■ **Stated problem**:
Pull out every line in the rows below that contains the word "regions", and list those lines in order.

# Available data start

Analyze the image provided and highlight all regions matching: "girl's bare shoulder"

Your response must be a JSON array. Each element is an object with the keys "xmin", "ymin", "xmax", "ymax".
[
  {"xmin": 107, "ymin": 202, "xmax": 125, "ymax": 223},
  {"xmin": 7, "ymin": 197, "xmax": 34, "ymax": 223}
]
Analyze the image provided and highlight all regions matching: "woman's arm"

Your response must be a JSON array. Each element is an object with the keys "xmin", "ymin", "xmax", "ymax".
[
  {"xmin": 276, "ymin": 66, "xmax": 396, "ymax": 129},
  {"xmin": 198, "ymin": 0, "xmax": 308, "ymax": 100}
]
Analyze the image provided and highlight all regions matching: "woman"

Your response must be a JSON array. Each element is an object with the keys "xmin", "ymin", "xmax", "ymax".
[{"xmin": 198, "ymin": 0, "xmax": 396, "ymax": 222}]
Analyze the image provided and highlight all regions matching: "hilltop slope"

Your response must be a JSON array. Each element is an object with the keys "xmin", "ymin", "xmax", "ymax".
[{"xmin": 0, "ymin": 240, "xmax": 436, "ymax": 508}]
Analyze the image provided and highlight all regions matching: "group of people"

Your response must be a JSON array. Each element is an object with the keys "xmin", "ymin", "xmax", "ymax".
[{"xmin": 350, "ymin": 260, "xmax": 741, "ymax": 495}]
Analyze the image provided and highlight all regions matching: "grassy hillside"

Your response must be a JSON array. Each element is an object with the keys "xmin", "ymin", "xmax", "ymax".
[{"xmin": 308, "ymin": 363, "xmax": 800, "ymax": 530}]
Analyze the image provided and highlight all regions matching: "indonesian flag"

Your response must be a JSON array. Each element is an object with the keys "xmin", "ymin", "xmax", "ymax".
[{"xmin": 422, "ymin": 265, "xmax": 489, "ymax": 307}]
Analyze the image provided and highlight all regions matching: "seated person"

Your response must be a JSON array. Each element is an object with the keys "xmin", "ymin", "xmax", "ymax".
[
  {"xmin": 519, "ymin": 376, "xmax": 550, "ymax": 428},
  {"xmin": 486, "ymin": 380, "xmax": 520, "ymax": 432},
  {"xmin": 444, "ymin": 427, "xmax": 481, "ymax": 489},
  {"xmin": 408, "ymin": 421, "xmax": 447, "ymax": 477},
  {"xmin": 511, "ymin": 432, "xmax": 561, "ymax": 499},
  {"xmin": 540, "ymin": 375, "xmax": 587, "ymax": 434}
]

# Available data end

■ **Exercise output**:
Analyze the image provided and highlight all regions matching: "girl's bare shoulder"
Analyze the image provided and highlight all regions matching: "woman's arm"
Analyze the image provided and highlight all regions matching: "woman"
Analyze the image provided and highlight all regions matching: "hilltop slope"
Analyze the image provided and highlight all regions matching: "group of people"
Analyze the image provided and highlight all regions matching: "grassy hillside"
Analyze the image provided and highlight all regions matching: "indonesian flag"
Analyze the image provided and highlight all regions matching: "seated person"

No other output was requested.